-- start Stored data --
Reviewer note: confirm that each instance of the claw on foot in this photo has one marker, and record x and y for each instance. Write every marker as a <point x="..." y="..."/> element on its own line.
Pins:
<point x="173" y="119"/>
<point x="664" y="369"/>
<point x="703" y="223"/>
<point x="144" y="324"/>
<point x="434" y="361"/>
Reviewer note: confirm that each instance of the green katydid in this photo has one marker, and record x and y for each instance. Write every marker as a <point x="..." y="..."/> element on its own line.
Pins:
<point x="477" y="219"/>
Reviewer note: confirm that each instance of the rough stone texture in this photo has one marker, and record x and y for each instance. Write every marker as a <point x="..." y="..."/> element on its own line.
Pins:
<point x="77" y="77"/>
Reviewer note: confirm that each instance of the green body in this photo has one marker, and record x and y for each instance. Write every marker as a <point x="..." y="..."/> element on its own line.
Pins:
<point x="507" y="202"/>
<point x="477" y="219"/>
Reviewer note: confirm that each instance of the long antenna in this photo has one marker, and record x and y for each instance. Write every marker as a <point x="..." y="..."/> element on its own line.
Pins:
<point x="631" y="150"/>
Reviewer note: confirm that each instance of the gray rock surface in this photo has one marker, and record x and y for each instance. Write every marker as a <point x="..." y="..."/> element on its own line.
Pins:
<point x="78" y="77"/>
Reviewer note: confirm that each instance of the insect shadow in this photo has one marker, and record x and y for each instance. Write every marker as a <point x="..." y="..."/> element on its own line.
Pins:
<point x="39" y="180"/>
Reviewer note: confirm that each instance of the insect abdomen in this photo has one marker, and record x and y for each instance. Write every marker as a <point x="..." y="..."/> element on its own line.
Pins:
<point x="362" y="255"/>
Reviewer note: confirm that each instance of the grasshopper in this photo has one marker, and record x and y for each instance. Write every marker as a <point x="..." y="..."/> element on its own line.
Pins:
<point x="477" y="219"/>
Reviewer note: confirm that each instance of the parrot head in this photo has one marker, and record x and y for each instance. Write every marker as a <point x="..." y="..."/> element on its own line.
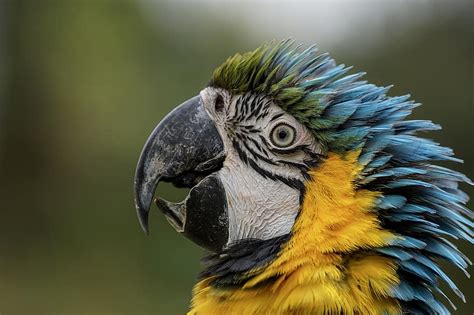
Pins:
<point x="309" y="189"/>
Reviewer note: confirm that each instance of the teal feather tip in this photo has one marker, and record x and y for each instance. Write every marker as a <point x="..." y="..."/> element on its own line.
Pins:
<point x="421" y="201"/>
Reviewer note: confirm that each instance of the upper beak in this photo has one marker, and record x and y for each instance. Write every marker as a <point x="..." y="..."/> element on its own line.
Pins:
<point x="183" y="148"/>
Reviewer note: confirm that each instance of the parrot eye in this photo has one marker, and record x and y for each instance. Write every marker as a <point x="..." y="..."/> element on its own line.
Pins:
<point x="283" y="135"/>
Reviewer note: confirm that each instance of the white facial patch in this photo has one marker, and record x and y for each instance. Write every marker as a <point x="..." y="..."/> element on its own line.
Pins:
<point x="258" y="208"/>
<point x="263" y="182"/>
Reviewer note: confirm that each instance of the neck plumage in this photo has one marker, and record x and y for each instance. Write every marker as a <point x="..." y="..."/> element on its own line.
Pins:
<point x="326" y="265"/>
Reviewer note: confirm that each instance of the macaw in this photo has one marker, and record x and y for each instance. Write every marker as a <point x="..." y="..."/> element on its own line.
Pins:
<point x="310" y="189"/>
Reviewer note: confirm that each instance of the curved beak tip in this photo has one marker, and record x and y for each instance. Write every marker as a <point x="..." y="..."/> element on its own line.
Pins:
<point x="142" y="213"/>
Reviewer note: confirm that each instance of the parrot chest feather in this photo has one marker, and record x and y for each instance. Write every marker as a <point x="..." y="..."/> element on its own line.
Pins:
<point x="324" y="267"/>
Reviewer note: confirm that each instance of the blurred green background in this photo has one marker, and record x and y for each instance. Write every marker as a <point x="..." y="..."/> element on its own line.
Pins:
<point x="83" y="83"/>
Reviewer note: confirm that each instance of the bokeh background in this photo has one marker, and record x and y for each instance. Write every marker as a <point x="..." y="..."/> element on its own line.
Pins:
<point x="83" y="83"/>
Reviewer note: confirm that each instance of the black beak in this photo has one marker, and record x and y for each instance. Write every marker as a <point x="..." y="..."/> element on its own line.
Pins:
<point x="187" y="150"/>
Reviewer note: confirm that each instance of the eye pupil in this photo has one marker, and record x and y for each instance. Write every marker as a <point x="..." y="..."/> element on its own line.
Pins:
<point x="282" y="134"/>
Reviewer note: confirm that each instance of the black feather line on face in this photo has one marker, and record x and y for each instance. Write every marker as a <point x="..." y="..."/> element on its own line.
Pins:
<point x="240" y="261"/>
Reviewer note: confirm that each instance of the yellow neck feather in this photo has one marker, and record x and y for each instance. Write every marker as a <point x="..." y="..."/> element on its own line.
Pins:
<point x="322" y="269"/>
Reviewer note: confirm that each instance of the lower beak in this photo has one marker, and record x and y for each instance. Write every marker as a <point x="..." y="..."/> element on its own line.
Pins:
<point x="187" y="150"/>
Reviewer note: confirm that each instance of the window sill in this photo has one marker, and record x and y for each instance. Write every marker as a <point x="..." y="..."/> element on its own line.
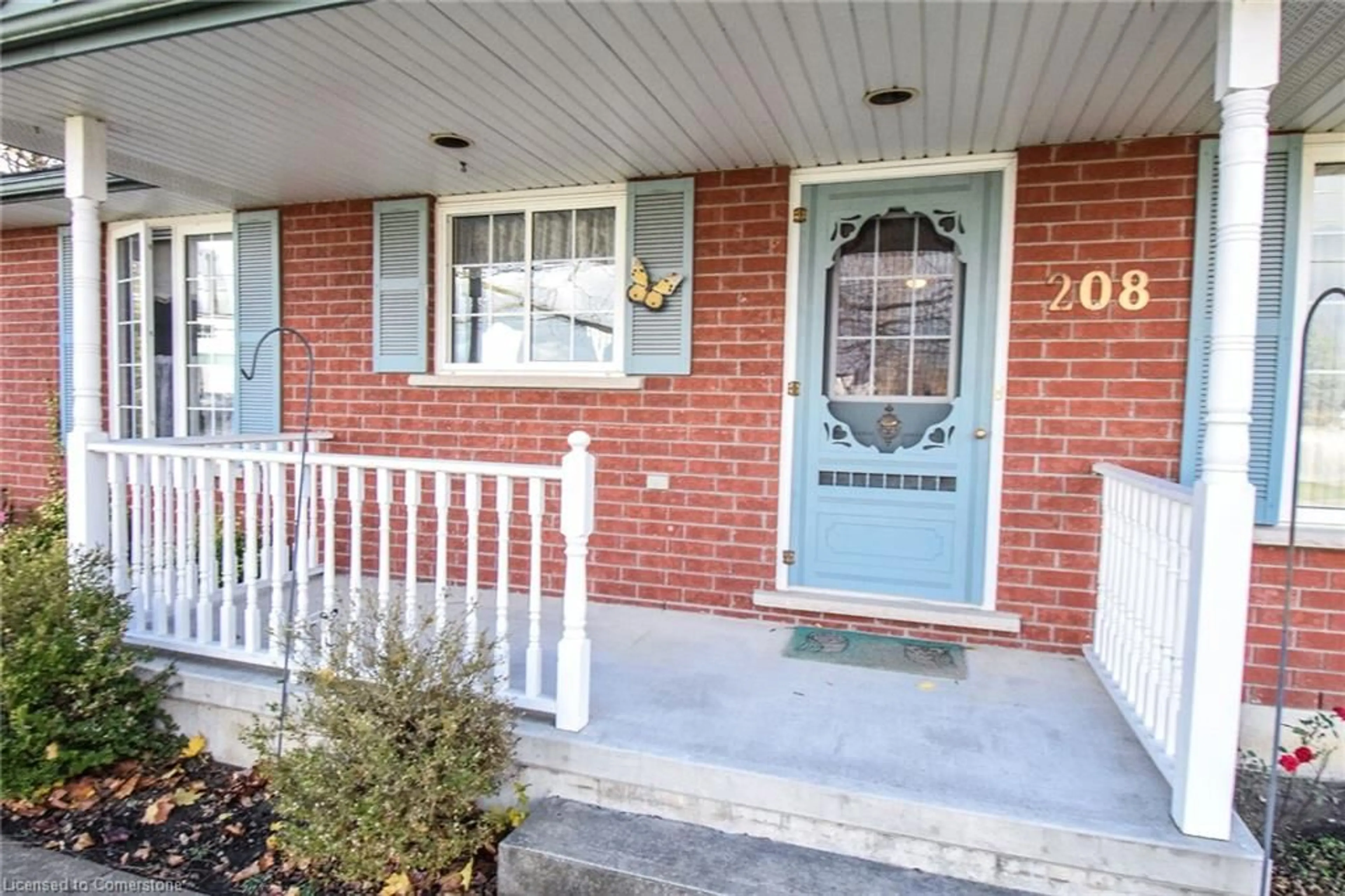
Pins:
<point x="529" y="380"/>
<point x="1308" y="536"/>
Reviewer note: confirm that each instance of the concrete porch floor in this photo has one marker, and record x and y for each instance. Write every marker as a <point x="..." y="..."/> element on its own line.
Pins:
<point x="1027" y="735"/>
<point x="1024" y="774"/>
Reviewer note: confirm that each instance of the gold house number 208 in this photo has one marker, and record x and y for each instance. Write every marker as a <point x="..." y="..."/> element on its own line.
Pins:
<point x="1095" y="291"/>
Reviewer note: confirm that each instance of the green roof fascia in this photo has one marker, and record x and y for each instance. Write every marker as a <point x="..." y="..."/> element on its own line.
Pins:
<point x="37" y="32"/>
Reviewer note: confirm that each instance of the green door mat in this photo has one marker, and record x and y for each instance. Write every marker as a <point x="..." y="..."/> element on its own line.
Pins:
<point x="879" y="652"/>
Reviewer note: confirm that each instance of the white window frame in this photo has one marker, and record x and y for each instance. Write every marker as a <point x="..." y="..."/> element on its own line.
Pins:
<point x="530" y="202"/>
<point x="1317" y="150"/>
<point x="182" y="228"/>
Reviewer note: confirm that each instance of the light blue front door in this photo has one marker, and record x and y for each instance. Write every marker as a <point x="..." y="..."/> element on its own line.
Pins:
<point x="896" y="347"/>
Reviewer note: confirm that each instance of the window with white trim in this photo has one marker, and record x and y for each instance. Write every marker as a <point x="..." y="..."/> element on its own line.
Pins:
<point x="171" y="328"/>
<point x="1321" y="352"/>
<point x="532" y="282"/>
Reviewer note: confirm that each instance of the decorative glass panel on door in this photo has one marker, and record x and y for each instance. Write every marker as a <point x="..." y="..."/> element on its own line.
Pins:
<point x="895" y="315"/>
<point x="896" y="302"/>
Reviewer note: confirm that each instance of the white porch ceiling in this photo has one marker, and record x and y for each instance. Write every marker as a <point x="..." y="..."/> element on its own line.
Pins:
<point x="339" y="103"/>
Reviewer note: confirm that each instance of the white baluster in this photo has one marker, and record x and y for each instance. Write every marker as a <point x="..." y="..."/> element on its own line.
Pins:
<point x="536" y="508"/>
<point x="575" y="650"/>
<point x="1106" y="559"/>
<point x="206" y="551"/>
<point x="504" y="510"/>
<point x="277" y="559"/>
<point x="474" y="543"/>
<point x="330" y="485"/>
<point x="1171" y="528"/>
<point x="140" y="545"/>
<point x="312" y="502"/>
<point x="160" y="473"/>
<point x="409" y="598"/>
<point x="442" y="502"/>
<point x="356" y="490"/>
<point x="120" y="520"/>
<point x="1184" y="598"/>
<point x="252" y="563"/>
<point x="384" y="489"/>
<point x="185" y="567"/>
<point x="267" y="521"/>
<point x="1148" y="563"/>
<point x="303" y="539"/>
<point x="228" y="558"/>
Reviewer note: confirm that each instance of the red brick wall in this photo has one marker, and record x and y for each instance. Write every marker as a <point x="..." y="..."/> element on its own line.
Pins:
<point x="1090" y="385"/>
<point x="1084" y="387"/>
<point x="711" y="539"/>
<point x="29" y="361"/>
<point x="1317" y="621"/>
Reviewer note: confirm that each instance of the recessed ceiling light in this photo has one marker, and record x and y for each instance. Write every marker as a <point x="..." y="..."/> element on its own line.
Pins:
<point x="450" y="140"/>
<point x="891" y="96"/>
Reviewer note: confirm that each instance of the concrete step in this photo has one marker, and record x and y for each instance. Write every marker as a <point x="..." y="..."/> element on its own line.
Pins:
<point x="1021" y="852"/>
<point x="571" y="849"/>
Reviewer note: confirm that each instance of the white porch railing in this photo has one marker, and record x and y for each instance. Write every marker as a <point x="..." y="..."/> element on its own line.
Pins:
<point x="201" y="531"/>
<point x="1145" y="607"/>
-- end Stored data --
Transcribe word for word the lines from the one holding "Reviewer note: confirm that each instance of the red" to the last line of the listing above, inclusive.

Reviewer note: confirm that each instance of the red brick wall in this photo has one marker, and record x and y for each instance. Write every marker as a <point x="..." y="..."/> element on its own line.
Pins:
<point x="1090" y="385"/>
<point x="1084" y="387"/>
<point x="711" y="539"/>
<point x="29" y="361"/>
<point x="1317" y="621"/>
Reviewer note: confirm that each instance of the recessed ceiling light in this photo has one marker, and record x and y for each instance. Write every marker as a <point x="..." y="..."/> element on its own line.
Pins:
<point x="450" y="140"/>
<point x="891" y="96"/>
Reviewer note: confirm that each instance of the concrete step in this photo has one marker, and record x and y for each instance. Write every marker as a <point x="..." y="..."/> element on its own line.
Pins:
<point x="1021" y="852"/>
<point x="571" y="849"/>
Reviewer note: confirm that each instance of the white porch railing in this photo has one marker, and record x and y for each instance. Write every marker as a <point x="..." y="..."/> element on its own line.
Pins:
<point x="201" y="531"/>
<point x="1145" y="607"/>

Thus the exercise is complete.